__Quoted passage__.
===

And we have to answer that question, as I have said, regardless of the
fact that one of those securities has in fact been destroyed by the course
which events have taken.
The judge took
the view that the security now provided for her tenancy was that of the Act of
1954, because in sum her tenancy is a business tenancy: and he reached that
conclusion relying on authorities on breach of covenants in leases, in particular
Tendler v Sproule [1947] 1 All ER 193 and a case not cited to us
of Segal Securities v Thoseby [1963] 1 QB 887. He asked himself
this question–he said it was the sole question–‘The sole question is therefore
whether the applicant was ‘using the premises partly for business purposes’
(the words of the Rent Act 1968, section 9 subsection (5)) though at one stage
of the hearing I was tempted to think that the relevant expression was that of
the Landlord and Tenant Act 1954, which might have been capable of producing a
different result.’
That is, if I
may say so, a bad start, because the learned county court judge is posing as
the sole question ‘whether the applicant was ‘using the premises partly for
business purposes,” words which he ascribes to section 9 subsection (5) of the
Rent Act 1968, and, as will be apparent from what I have just read, those words
do not occur in that subsection of the Rent Act. He goes on to say that he has
resisted the66
temptation ‘to think that the relevant expression was that of the Landlord and
Tenant Act 1954 which might have been capable of producing a different
result.’ I do not think there is any
dispute between Sir Ashley Bramall, for the applicant, and Mr Lewis, for the
respondents, that the relevant expression is that of the Landlord and Tenant
Act 1954 section 23. It is not plain whether the county court judge would have
reached the same conclusion if he had not erroneously thought that he was
construing non-existent words in the Act of 1968 but had in fact yielded to temptation
and embarked on a construction of section 23 of the Act of 1954. The question
that he put at other points in his judgment, whether the premises were being
used for business purposes, is the relevant question, but Sir Ashley Bramall
has convincingly submitted that that question has to be answered in the light
of the words used in section 23 of the Act of 1954 and not in the light of
words used in leases as construed in other circumstances by the courts.

===

__Supplied entries__.
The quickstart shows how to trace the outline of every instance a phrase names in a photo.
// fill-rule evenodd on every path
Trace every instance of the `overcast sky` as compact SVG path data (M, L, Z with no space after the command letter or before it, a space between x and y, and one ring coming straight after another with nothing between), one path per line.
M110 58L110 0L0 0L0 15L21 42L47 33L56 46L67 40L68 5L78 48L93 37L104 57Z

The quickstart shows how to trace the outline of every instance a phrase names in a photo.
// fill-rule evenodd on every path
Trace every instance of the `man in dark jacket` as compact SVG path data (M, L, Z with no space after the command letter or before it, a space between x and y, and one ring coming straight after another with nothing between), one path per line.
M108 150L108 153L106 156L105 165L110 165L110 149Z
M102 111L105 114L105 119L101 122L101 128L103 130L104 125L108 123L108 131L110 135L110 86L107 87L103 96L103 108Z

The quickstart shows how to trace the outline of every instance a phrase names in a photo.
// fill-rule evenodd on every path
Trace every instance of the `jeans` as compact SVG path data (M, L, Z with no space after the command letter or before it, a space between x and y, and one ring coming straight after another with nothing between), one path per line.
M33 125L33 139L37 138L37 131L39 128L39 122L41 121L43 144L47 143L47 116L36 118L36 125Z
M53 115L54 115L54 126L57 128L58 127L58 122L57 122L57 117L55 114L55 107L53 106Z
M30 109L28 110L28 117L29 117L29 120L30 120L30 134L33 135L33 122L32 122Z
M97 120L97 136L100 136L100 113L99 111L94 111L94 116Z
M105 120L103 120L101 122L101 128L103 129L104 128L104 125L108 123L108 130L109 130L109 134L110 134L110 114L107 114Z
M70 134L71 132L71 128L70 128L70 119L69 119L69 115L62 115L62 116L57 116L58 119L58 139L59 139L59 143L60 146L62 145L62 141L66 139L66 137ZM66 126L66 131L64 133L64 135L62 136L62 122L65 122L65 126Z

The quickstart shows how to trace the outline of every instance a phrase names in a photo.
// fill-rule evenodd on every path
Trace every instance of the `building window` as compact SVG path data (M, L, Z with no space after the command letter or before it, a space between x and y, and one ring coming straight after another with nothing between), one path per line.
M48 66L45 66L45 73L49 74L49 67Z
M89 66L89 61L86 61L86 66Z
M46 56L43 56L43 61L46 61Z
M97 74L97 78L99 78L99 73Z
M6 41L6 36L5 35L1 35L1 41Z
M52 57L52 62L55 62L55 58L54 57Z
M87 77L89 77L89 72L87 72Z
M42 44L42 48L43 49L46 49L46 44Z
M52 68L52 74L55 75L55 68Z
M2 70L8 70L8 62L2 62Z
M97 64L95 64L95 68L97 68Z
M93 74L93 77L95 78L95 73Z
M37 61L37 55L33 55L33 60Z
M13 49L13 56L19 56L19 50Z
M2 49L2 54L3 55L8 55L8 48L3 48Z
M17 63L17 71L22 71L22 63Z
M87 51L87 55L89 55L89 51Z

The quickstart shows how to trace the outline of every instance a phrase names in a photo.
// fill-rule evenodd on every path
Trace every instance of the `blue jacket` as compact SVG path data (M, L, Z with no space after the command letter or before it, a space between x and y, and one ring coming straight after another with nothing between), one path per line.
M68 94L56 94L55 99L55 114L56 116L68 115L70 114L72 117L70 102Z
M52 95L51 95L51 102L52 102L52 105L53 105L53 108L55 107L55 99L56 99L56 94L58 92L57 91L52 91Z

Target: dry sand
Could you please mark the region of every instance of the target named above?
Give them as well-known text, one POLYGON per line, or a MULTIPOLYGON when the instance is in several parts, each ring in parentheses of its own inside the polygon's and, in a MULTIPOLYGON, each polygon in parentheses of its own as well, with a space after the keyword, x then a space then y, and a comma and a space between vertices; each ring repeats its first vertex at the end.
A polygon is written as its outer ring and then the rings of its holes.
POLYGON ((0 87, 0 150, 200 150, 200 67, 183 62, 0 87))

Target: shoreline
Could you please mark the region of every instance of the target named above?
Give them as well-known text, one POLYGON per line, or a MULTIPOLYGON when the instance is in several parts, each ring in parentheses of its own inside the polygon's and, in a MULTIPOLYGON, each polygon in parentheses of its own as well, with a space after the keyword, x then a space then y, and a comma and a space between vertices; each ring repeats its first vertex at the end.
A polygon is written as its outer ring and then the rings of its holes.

===

__To be done__.
1. Render this sentence from the judgment passage above into Spanish: "And we have to answer that question, as I have said, regardless of the fact that one of those securities has in fact been destroyed by the course which events have taken."
2. Please print the part of the judgment passage above from "And we have" up to and including "events have taken.".

__Replies__.
1. Y tenemos que responder a esa pregunta, como he dicho, con independencia del hecho de que una de esas garantías haya sido de hecho destruida por el curso que han tomado los acontecimientos.

2.
And we have to answer that question, as I have said, regardless of the
fact that one of those securities has in fact been destroyed by the course
which events have taken.